===== Input records

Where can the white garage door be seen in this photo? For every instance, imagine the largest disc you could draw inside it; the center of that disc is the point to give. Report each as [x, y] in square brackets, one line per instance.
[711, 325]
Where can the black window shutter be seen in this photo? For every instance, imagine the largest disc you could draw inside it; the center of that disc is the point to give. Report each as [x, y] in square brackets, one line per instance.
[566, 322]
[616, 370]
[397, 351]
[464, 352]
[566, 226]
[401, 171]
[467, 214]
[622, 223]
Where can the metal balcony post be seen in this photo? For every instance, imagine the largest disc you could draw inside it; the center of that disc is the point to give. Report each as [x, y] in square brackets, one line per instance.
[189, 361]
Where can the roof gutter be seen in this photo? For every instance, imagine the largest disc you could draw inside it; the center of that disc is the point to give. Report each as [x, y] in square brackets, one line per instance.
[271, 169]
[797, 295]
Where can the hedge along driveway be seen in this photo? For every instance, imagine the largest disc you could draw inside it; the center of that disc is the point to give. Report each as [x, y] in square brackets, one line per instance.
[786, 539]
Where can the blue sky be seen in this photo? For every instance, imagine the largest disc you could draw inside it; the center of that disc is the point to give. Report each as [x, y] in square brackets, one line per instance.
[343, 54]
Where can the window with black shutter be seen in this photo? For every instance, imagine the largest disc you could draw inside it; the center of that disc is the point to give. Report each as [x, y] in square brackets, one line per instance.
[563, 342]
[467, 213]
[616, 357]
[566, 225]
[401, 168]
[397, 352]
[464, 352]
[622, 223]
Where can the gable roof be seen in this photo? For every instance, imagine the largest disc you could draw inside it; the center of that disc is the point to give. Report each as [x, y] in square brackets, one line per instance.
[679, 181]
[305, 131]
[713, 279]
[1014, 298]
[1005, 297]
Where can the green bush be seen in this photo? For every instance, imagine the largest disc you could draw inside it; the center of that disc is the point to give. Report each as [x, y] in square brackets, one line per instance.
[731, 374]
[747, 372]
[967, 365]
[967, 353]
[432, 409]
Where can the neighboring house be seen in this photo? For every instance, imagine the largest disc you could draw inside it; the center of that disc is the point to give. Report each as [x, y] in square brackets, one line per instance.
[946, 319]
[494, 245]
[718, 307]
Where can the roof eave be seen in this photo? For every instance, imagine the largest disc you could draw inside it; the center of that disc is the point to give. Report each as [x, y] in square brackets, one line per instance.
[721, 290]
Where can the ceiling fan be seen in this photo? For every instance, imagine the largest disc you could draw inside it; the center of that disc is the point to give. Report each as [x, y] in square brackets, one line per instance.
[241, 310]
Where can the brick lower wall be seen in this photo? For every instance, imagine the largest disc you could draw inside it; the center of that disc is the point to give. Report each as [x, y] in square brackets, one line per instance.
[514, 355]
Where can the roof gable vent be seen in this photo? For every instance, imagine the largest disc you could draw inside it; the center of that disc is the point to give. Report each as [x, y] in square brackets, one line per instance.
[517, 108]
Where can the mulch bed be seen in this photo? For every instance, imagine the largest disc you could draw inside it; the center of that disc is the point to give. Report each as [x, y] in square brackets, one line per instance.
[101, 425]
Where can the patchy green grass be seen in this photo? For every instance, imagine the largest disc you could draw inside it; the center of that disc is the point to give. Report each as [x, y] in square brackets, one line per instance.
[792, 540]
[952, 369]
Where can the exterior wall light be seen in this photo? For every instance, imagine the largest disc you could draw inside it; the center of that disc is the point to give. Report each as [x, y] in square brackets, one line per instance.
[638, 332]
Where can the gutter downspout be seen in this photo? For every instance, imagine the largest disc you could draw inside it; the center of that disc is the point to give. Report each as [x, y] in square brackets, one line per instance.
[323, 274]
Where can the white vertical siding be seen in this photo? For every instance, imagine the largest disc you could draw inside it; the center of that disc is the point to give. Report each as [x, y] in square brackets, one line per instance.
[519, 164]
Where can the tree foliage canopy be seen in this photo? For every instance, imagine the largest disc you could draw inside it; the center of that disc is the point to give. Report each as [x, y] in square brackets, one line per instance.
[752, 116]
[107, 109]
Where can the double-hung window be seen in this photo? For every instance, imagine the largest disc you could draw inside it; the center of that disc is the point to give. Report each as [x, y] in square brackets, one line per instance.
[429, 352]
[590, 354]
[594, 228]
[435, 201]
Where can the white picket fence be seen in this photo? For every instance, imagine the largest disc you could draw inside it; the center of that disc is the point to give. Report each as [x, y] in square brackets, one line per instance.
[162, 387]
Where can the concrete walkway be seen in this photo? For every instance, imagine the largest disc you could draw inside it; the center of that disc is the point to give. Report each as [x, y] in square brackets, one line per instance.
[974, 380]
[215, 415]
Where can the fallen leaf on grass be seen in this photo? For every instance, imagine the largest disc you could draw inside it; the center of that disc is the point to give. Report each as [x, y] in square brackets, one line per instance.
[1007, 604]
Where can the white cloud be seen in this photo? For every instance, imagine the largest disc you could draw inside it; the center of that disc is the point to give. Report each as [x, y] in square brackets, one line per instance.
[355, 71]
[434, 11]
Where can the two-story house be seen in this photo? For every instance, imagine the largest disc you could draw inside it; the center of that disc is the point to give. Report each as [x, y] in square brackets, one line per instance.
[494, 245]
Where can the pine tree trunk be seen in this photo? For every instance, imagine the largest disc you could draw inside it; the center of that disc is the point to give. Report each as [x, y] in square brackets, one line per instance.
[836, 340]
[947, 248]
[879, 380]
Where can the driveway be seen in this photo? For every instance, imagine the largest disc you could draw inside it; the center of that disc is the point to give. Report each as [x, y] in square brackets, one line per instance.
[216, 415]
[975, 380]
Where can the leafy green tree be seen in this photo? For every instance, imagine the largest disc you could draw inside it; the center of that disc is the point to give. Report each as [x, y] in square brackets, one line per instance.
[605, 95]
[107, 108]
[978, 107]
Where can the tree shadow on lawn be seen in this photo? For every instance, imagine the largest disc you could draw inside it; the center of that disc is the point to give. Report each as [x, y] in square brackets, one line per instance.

==========

▶ Task item
Give back each entry above precisely as it was written.

▶ Expected output
Where can the white garage door be seen in this photo? For every instance, imagine the largest disc you could draw inside it; the center of that disc is the point to give. Report each as [x, y] in square brackets, one line per instance.
[711, 325]
Where can the black window shutter be seen in this photo? For every instance, imagine the largest disc you could draw inside it; the center of that disc is the point to give. Report each as [x, y] in square brackets, one line per instance.
[566, 322]
[616, 370]
[397, 351]
[464, 352]
[566, 226]
[401, 171]
[467, 214]
[622, 223]
Where can the metal balcony post be seen in this photo? For every instance, imagine the largest disc you could draw inside it; the center of that disc is the point to give. Report each as [x, y] in square brackets, one line per instance.
[189, 361]
Where can the roof gutter be seen in this photo? For every instance, imagine the largest disc you could draw inside it; the center of that disc is the point to give. Report each as [x, y] in square brackets, one line per instance.
[271, 169]
[797, 295]
Where can the hedge along driveway be seen in this photo? For every instance, imagine the largest disc you could draw inside it; the center of that disc is the point to give. Report each as [x, y] in square brackets, one line per instance.
[786, 539]
Where can the blue sky be seen in this photo? For every instance, imagine the largest disc you could draw inside it; the center of that disc is the point to give. Report each as [x, y] in square brackets, one line per instance.
[343, 54]
Where can the window with black shutter be seen in this photo? For every instance, imagine the largest disc you could draw inside it; the center of that disc is the point to give. Report each as [x, y] in square brackets, one line per instance.
[563, 342]
[467, 213]
[616, 357]
[566, 225]
[401, 168]
[397, 352]
[464, 352]
[622, 223]
Where can the gable roof be seen in this photo? For every instance, imagine the largest disc you could draw inside it; the center of that disc is the point to give. Report each as [x, y] in square brackets, one line per instance.
[679, 181]
[305, 131]
[713, 279]
[1014, 298]
[1005, 297]
Where can the green bush be seen in this photo? For every instance, imagine the largest disc you could draw inside it; the center of that disc is the point to give. Report each as [x, y] in square brackets, one line per instance.
[731, 374]
[747, 372]
[967, 365]
[967, 353]
[432, 409]
Where can the neighboring house be seen in this photo? For every instance, imagine the largest disc you could draw inside it; the center of that disc is the point to give. Report each as [x, y] in square brackets, one line per instance.
[946, 319]
[494, 245]
[718, 307]
Where can the roof eave be seen in this photo? For every instance, imagine the largest disc you could draw inside it; the center of that disc is the point to give. Report each as [x, y] in square brackets, one line per instance.
[721, 290]
Where can the ceiling fan be seen in this photo? For every instance, imagine the largest disc you could draw inside it; the center of that disc is the point to give. Report each as [x, y] in square brackets, one line per instance.
[241, 310]
Where can the brick lower wall be seen in this photo? For every instance, imagine the largest disc you could draw inside it; the center of that disc is the point to give. Report each as [x, y] in square brackets, one line per instance.
[514, 355]
Where can the roof gable vent be seen in this photo? For every instance, imagine the largest disc you could draw inside it; the center of that disc is the point to give. Report each as [x, y] in square brackets, one line per instance.
[517, 108]
Where can the mulch bed be seen in this photo? For every instance, imagine the largest disc you could draw inside it; the center of that disc is the point to give. Report each as [x, y] in square brackets, one line per instance.
[101, 425]
Where can the patchy green grass be seen in this photo? For every instance, imagine the largest disc you could draw inside it; the center of that disc is the point to give. Report each as [x, y] in square brackets, one line per instance.
[792, 540]
[952, 369]
Where can the exterior wall light be seen in this photo? For every instance, imagine the largest disc you could draw inside it; the center of that disc is the point to give. Report each as [x, y] in square brackets, one line per instance.
[638, 332]
Where can the gutter downspout be seen in this photo? For every instance, imagine the largest disc you could draw inside it; the center of that disc is the point to give. Report each as [x, y] in square brackets, one line per instance.
[323, 274]
Where can the white vertical siding be seen in this photo? For every instance, imagine the largest disc you could draw inside it; the center of that disc is the point to give. Report each as [x, y] in square brackets, one line per instance.
[519, 164]
Where can the tree foliage canopy be seen in this photo? For every instance, imagine the largest disc you could draw inside it; the center of that disc is the point to give. Report each as [x, y] in square brackets, one line per instance.
[752, 116]
[107, 109]
Where can the double-hung window be seen in this photo? For every instance, imagine the largest disc you could draw inside it; the center of that disc is the point to give. Report each as [x, y] in square brackets, one line per instance.
[429, 352]
[590, 354]
[594, 228]
[435, 201]
Where can the white picket fence be seen in this photo? For every instance, imagine the largest disc you could draw inside it; the center of that disc is the point to give. Report each as [x, y] in square brackets, one line per instance.
[162, 387]
Where can the concrete walkway be seen in this photo? For every instance, imagine the largest disc you could draw inside it; the center of that disc is the point to give. Report each as [x, y] in square brackets, one line per instance.
[974, 380]
[215, 415]
Where can the fallen leaf on grass be seen in this photo? For every instance, imagine the largest disc you could draw inside it; the center of that disc is the point to give. Report each as [x, y] in square brackets, one line per instance.
[1007, 604]
Where can the white cloud be seen in this photo? For every instance, imagine the largest disc you could draw inside it; the center of that disc is the point to give. Report each as [x, y] in square brackets, one line per instance.
[355, 71]
[434, 11]
Where can the two-story house be seen in this photo? For every instance, imagine the largest disc you could draw inside it; the center of that disc is the point to give. Report each as [x, y] in square brackets, one line per instance.
[494, 245]
Where can the pine tree trunk be seen in this photo? For every instance, imagine the largest disc you could draw inside it; the center of that disc is the point to give. Report each as [x, y] in square brackets, one line per instance.
[836, 340]
[947, 248]
[879, 380]
Where can the driveway be seen in this photo? For every instance, imagine the largest disc you could draw inside it; the center of that disc is the point to give. Report each as [x, y] in square brackets, one line per instance.
[216, 415]
[975, 380]
Where can the leafy green tree be seen in this photo? For every instance, imagine the largest disc you could draw inside it; the center of that disc is the point to give. Report each as [x, y] in square brackets, one line per instance.
[605, 95]
[107, 108]
[978, 107]
Where can the tree shadow on lawn be seen in this photo? For every instance, imagine the largest disc you could draw inside it; the center of that disc is the point to give. Report each as [x, y] in square brackets, one line per instance.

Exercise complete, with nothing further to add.